(Beginning of Document segment)

ACHIEVEability participant Tracey Morris, of West Philadelphia, holds her daughter Kristyn after her graduation from Community College of Philadelphia in May 2014. Morris recently graduated from St. Joseph is University with a bachelor's degree in criminal justice. (Photo courtesy of Tracey Morris)

ACHIEVEability participant Tracey Morris, of West Philadelphia, holds her daughter Kristyn after her graduation from Community College of Philadelphia in May 2014. Morris recently graduated from St. Joseph is University with a bachelor’s degree in criminal justice. (Photo courtesy of Tracey Morris)

by Sue Ann Rybak

— Part 3 in a 3 part series about ACHIEVEability

Six years ago, Tracey Morris, 25, of West Philadelphia, would never have dreamed she would be graduating with a bachelor’s degree in criminal justice from St. Joseph University.

At 19, she found herself homeless and pregnant taking refuge in a homeless shelter for pregnant women and their children in Darby after a domestic violence dispute left her no other place to go.

It hasn’t been an easy journey for Morris, but nothing in her life has been easy. She grew up in what she describes as a “dysfunctional family.” As a child growing up in southwest Philadelphia, her parents were both drug addicts.

“My mother was a crack addict and my father was a heroin addict,” she said. “My mom started using when I was in ninth grade.”

She said, thankfully, her mother, who now works as a behavior health counselor, has been clean for several years, now.

“I decided to go to a shelter because I didn’t think the environment I was living in [with her boyfriend] was safe,” she said. “I couldn’t live with my mom because she was staying with a friend and my dad was still using.”

Morris said thanks to ACHIEVEability, a nonprofit organization in West Philadelphia that seeks to end the cycle of poverty through education, she has come full-circle. On June 26, she finished her last class she needed to earn her bachelor’s degree.

“I was just recently offered a position at a youth detention center,” she said. “While I was in the program I started a CNA program to become a nursing assistant. The entire time I was in school I worked as a nursing assistant.”

(End of Document segment)

• Activity list:
1: Duplicate the part of the ACHIEVEability article that begins at the words "At 19, she found" and stops after the words "several years, now.".
2: Translate this sentence from the ACHIEVEability article into Spanish: "It hasn’t been an easy journey for Morris, but nothing in her life has been easy."
These entries come from a source other than the ACHIEVEability article.

(Beginning of Recorded data)

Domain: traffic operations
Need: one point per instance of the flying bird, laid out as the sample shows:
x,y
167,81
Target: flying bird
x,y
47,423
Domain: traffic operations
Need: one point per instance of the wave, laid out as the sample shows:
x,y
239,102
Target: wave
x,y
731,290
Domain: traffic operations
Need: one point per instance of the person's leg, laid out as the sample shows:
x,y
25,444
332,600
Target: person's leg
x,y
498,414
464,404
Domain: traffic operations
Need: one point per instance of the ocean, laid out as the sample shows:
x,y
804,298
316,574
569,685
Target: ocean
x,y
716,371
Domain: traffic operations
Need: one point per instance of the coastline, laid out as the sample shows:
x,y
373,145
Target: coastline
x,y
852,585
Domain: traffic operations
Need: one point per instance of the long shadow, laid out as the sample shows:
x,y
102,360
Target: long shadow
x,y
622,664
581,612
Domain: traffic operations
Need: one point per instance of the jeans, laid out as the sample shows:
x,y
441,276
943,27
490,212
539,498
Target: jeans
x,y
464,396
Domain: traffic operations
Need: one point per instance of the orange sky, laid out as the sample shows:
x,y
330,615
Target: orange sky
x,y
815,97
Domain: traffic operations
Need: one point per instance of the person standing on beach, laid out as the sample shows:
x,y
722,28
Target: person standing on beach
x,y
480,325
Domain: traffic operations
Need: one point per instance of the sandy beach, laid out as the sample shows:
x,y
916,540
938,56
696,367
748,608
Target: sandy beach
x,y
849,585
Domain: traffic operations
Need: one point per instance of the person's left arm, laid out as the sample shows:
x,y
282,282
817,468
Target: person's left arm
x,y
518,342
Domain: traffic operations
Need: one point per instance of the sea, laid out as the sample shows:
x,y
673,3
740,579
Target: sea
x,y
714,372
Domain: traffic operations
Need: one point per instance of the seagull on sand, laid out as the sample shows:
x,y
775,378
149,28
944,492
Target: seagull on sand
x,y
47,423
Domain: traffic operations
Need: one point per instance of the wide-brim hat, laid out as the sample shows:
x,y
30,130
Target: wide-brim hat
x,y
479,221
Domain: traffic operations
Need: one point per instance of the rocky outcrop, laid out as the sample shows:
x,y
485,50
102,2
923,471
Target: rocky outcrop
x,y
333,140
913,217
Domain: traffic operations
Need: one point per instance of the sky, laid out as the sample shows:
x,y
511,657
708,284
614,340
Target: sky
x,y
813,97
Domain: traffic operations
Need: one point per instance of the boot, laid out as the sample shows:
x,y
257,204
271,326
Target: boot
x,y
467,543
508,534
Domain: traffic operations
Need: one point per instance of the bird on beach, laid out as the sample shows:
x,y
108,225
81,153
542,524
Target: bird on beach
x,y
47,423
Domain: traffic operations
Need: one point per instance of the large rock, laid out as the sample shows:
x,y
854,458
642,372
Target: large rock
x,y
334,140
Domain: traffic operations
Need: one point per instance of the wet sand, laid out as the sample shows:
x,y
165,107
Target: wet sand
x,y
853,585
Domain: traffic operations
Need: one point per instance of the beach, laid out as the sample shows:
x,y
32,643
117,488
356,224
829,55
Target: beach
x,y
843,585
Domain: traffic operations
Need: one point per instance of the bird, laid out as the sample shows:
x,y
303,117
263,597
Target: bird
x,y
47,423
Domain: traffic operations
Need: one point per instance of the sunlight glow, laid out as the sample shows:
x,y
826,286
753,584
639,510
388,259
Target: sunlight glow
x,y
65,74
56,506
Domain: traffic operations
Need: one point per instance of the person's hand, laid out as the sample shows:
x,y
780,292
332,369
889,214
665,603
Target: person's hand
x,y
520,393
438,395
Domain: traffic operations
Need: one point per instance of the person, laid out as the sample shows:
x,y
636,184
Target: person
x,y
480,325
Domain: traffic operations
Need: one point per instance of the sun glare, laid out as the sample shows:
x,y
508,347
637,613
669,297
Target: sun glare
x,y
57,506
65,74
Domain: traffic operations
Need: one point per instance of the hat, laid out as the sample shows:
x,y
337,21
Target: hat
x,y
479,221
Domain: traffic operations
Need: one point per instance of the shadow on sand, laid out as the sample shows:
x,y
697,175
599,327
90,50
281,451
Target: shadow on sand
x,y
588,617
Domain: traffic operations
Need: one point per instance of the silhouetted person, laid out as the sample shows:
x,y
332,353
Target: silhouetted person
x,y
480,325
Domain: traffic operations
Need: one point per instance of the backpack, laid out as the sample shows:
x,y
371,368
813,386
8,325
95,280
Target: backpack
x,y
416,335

(End of Recorded data)
(Beginning of Recorded data)

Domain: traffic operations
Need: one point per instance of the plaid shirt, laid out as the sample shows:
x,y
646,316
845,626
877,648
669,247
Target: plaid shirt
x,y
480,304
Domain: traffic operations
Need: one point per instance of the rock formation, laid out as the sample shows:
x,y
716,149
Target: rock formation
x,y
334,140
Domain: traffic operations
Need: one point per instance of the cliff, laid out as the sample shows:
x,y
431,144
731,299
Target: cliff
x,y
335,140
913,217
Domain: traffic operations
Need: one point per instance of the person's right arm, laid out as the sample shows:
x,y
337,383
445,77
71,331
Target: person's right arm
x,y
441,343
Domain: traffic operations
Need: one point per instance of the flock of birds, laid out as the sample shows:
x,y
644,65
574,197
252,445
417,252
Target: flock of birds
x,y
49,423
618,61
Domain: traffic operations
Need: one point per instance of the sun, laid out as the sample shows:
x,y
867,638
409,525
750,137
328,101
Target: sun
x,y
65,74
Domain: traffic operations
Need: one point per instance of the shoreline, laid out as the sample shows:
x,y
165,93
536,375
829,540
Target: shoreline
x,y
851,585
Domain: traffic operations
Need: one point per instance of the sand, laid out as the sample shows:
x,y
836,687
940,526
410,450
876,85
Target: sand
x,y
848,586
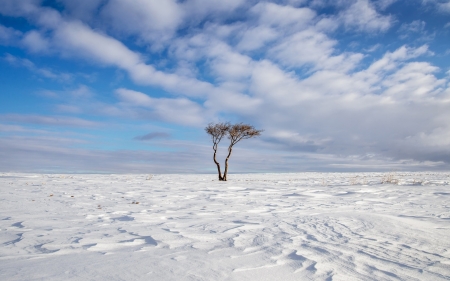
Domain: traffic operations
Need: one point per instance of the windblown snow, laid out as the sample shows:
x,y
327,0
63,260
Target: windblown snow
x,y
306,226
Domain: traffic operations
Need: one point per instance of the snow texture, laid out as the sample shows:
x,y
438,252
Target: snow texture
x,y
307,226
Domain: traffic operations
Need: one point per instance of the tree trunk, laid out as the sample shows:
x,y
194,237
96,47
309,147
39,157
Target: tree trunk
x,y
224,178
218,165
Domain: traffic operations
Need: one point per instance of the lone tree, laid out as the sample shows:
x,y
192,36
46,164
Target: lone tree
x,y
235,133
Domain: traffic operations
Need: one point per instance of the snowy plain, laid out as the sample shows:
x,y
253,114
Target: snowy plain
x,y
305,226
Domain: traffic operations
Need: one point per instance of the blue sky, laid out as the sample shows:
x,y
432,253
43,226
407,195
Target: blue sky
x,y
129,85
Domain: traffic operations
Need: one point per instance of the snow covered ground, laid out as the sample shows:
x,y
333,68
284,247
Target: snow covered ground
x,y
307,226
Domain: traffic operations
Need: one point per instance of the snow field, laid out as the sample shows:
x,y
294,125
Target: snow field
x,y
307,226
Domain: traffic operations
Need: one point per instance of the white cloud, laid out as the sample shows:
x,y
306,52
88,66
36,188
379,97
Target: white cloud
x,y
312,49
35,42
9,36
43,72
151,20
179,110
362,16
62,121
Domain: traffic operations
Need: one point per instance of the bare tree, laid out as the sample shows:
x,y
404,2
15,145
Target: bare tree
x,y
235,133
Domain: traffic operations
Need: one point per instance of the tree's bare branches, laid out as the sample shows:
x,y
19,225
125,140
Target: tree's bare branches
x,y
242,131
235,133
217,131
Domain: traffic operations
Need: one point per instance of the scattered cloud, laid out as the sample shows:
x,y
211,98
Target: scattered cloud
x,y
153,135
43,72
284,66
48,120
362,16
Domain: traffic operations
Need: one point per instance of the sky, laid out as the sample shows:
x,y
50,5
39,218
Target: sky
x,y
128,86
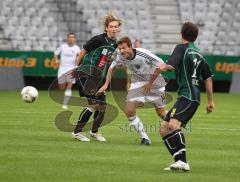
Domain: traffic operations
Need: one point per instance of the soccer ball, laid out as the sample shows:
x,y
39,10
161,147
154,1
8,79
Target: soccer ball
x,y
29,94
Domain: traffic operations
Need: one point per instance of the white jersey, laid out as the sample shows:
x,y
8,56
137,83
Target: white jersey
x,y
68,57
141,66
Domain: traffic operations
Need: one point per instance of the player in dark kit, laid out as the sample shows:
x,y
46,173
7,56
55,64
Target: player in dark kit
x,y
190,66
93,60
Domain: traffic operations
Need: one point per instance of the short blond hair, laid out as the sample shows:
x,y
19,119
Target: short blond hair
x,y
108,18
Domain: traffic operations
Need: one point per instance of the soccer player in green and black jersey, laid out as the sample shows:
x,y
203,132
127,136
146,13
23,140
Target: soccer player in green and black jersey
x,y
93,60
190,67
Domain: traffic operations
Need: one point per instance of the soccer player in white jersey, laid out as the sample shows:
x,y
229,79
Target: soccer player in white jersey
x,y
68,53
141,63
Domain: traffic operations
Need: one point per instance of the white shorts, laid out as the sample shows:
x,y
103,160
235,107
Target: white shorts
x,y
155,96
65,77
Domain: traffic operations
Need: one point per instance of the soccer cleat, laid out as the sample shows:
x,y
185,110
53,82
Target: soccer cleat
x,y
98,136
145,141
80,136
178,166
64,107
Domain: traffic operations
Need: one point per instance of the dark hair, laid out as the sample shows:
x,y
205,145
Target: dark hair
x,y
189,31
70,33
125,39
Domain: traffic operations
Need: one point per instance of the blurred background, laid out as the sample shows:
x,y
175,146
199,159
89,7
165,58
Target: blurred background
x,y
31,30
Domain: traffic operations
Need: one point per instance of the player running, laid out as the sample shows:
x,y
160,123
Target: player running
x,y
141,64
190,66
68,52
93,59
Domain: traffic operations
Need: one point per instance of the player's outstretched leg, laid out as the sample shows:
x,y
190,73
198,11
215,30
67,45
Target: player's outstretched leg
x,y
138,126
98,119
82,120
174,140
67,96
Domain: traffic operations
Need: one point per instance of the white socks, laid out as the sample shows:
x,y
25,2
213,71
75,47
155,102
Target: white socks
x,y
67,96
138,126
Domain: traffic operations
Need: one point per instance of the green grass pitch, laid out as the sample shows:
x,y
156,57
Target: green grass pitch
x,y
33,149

(End of Recorded data)

• Answers to the exercises:
1:
At 19, she found herself homeless and pregnant taking refuge in a homeless shelter for pregnant women and their children in Darby after a domestic violence dispute left her no other place to go.

It hasn’t been an easy journey for Morris, but nothing in her life has been easy. She grew up in what she describes as a “dysfunctional family.” As a child growing up in southwest Philadelphia, her parents were both drug addicts.

“My mother was a crack addict and my father was a heroin addict,” she said. “My mom started using when I was in ninth grade.”

She said, thankfully, her mother, who now works as a behavior health counselor, has been clean for several years, now.

2: No ha sido un camino fácil para Morris, pero nada en su vida ha sido fácil.